# Aim of the exercise
Provide the records once more, identical to the original.

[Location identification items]
[BEGIN]
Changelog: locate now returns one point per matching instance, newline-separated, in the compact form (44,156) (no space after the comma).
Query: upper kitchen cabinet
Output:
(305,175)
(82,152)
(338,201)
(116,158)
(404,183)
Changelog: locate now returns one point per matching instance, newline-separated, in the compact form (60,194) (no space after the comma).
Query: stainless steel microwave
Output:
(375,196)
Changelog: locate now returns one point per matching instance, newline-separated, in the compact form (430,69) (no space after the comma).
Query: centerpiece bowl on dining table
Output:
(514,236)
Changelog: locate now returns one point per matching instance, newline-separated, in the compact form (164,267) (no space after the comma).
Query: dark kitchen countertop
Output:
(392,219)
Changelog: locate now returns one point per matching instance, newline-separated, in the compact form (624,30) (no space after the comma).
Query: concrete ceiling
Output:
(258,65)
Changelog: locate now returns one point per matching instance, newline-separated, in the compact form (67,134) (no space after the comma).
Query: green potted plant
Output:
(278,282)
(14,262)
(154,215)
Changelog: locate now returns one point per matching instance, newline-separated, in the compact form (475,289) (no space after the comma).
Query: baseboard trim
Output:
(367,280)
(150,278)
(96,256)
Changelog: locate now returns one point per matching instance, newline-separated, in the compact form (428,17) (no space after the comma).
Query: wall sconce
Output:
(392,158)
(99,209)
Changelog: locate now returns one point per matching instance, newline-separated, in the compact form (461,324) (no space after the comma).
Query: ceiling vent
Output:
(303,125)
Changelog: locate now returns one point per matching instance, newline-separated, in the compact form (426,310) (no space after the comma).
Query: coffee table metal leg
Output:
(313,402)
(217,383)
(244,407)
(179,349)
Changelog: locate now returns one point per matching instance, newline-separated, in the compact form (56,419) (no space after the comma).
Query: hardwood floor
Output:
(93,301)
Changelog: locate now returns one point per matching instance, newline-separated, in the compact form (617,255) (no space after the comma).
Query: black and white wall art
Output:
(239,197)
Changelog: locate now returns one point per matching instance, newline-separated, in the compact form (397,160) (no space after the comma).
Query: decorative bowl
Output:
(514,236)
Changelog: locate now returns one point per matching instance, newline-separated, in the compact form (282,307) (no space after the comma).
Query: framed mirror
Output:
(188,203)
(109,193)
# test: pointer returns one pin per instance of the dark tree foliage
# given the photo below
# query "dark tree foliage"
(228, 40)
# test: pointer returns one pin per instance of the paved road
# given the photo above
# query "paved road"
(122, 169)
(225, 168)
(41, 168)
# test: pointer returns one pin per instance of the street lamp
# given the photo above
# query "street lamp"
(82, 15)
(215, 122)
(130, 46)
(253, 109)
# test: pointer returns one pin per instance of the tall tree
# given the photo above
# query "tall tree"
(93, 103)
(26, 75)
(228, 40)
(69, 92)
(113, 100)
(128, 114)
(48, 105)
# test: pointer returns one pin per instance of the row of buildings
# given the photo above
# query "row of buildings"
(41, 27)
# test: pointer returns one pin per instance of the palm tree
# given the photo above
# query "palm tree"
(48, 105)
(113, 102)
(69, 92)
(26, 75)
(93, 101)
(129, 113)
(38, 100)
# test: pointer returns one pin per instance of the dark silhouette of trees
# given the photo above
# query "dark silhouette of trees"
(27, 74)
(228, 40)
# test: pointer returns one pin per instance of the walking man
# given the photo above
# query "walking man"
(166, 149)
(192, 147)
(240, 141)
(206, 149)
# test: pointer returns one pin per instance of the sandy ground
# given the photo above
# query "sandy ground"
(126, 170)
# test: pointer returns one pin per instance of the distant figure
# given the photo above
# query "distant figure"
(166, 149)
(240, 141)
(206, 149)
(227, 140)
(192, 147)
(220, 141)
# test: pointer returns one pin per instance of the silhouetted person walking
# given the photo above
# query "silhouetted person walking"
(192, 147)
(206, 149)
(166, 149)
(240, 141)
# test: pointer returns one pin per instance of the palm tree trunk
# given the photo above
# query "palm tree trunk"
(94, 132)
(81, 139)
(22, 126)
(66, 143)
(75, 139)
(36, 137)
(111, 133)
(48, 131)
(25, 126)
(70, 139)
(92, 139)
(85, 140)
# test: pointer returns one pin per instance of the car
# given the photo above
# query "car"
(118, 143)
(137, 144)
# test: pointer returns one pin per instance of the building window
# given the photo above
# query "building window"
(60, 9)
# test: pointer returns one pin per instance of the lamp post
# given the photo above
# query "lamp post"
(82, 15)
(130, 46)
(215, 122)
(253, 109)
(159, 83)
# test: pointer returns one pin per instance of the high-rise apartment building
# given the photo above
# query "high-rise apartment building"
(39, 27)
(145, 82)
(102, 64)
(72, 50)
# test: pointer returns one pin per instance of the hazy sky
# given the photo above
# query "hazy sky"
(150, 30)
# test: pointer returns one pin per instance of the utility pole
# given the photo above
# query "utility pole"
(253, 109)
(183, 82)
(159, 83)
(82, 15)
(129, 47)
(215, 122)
[END]
# Solution for this task
Changelog: locate now returns one point per matching instance, newline-separated, in the compact form (44,156) (no space after the comma).
Query: upper kitchen cabinet
Output:
(305,175)
(82,152)
(338,201)
(116,158)
(404,183)
Changelog: locate now returns one point per matching instance, newline-separated, in the compact form (60,194) (no space after the comma).
Query: stainless steel microwave
Output:
(375,196)
Changelog: locate now returns one point per matching instance, newline-separated, in the compact form (430,69) (no space after the comma).
Query: centerpiece bowl on dining table
Output:
(514,236)
Changelog: locate now returns one point per matching instance, newline-separated, in the compact form (164,267) (no space after the comma).
Query: dark kitchen countertop
Output:
(392,219)
Changelog: locate now returns one point per matching instance, newline-separated, in the compact form (624,30) (no space after the comma).
Query: concrete ceiling
Output:
(258,65)
Changelog: locate now returns one point per matching instance, newline-separated, in the compact form (67,134) (no space after the comma).
Query: green potted plant
Output:
(278,282)
(14,262)
(154,215)
Changelog: locate now returns one point per matching instance, newline-separated, in the compact form (475,289) (no space after the comma).
Query: baseboard trim
Output:
(367,280)
(150,278)
(96,256)
Changelog: locate now returns one point per matching instance, newline-separated, in the compact form (428,17) (no space after the comma).
Query: wall sconce
Output:
(392,158)
(99,209)
Changelog: locate now returns one point per matching instance, newline-separated, in the compact form (461,324) (no space after the comma).
Query: ceiling vent
Output:
(303,125)
Changelog: locate now returns one point per matching instance, newline-separated, in the compact form (426,310) (no space after the comma).
Query: coffee table metal leg
Output:
(313,402)
(217,383)
(244,407)
(179,349)
Changelog: locate now returns one point per matching instance, newline-separated, in the compact form (56,419) (no space after the comma).
Query: hardwood floor
Output:
(93,301)
Changelog: locate now returns one point per matching instance, newline-separated, in the compact form (617,255) (no space after the comma).
Query: black and white wall art
Output:
(239,197)
Changelog: locate now returns one point per matching instance, newline-separated, in the compact form (397,160) (no space after the comma).
Query: decorative bowl
Output:
(514,236)
Changelog: locate now returns one point per matching instance, newline-separated, in the compact form (282,307) (no space after the comma).
Query: framed mirror
Output:
(188,203)
(109,193)
# test: pointer returns one pin per instance of the dark tree foliage
# given the photo below
# query "dark tree foliage"
(228, 40)
# test: pointer returns one pin per instance of the paved road
# given the photo above
# query "paved road"
(122, 169)
(225, 168)
(41, 168)
# test: pointer returns one pin per instance of the street lamp
# given the photo above
# query "street lamp"
(82, 15)
(215, 122)
(130, 46)
(253, 109)
# test: pointer returns one pin per instance of the tall tree
# given the photo above
# query "tall tree"
(93, 103)
(26, 75)
(228, 40)
(69, 92)
(113, 100)
(128, 114)
(48, 105)
# test: pointer returns one pin per instance of the row of buildings
# given the photo above
# query "row of buildings"
(41, 27)
# test: pointer returns one pin per instance of the palm tree
# given the photo above
# query "palm tree"
(48, 105)
(113, 102)
(69, 92)
(26, 75)
(93, 101)
(129, 113)
(38, 100)
# test: pointer returns one pin per instance of the dark silhouette of trees
# given the photo above
# query "dark silhouette of trees"
(27, 74)
(228, 40)
# test: pointer returns one pin per instance of the walking man
# given the photo above
# query "walking man"
(166, 149)
(192, 147)
(240, 141)
(206, 149)
# test: pointer returns one pin per instance of the sandy ground
# given the photo above
# query "sandy ground"
(126, 170)
# test: pointer returns one pin per instance of the distant figure
# given the photo above
# query "distant figure"
(166, 149)
(240, 141)
(206, 149)
(227, 140)
(192, 147)
(220, 141)
# test: pointer returns one pin per instance of the silhouetted person walking
# given the photo above
# query "silhouetted person walking"
(192, 147)
(206, 149)
(166, 149)
(240, 141)
# test: pointer returns one pin per instance of the palm tree trunk
# given the photo above
# query "palm tree trunk"
(94, 132)
(81, 139)
(22, 126)
(66, 143)
(75, 139)
(36, 137)
(111, 133)
(48, 131)
(25, 126)
(70, 139)
(92, 139)
(85, 140)
# test: pointer returns one pin per instance of the car
# given the photo above
# query "car"
(118, 143)
(137, 144)
# test: pointer returns one pin per instance of the building window
# given the photo above
# query "building window"
(60, 9)
# test: pointer returns one pin per instance of the lamp post
# given the photo above
# query "lamp post"
(82, 15)
(130, 46)
(215, 122)
(253, 109)
(159, 83)
# test: pointer returns one pin per instance of the high-rise apartment building
# given the photo above
# query "high-rise apartment building"
(39, 27)
(145, 82)
(102, 64)
(72, 50)
# test: pointer returns one pin per instance of the hazy sky
# given the photo above
# query "hazy sky"
(150, 30)
# test: pointer returns one pin per instance of the utility pole
# given the photo above
# query "utility pole"
(253, 109)
(183, 82)
(159, 83)
(82, 15)
(129, 47)
(215, 122)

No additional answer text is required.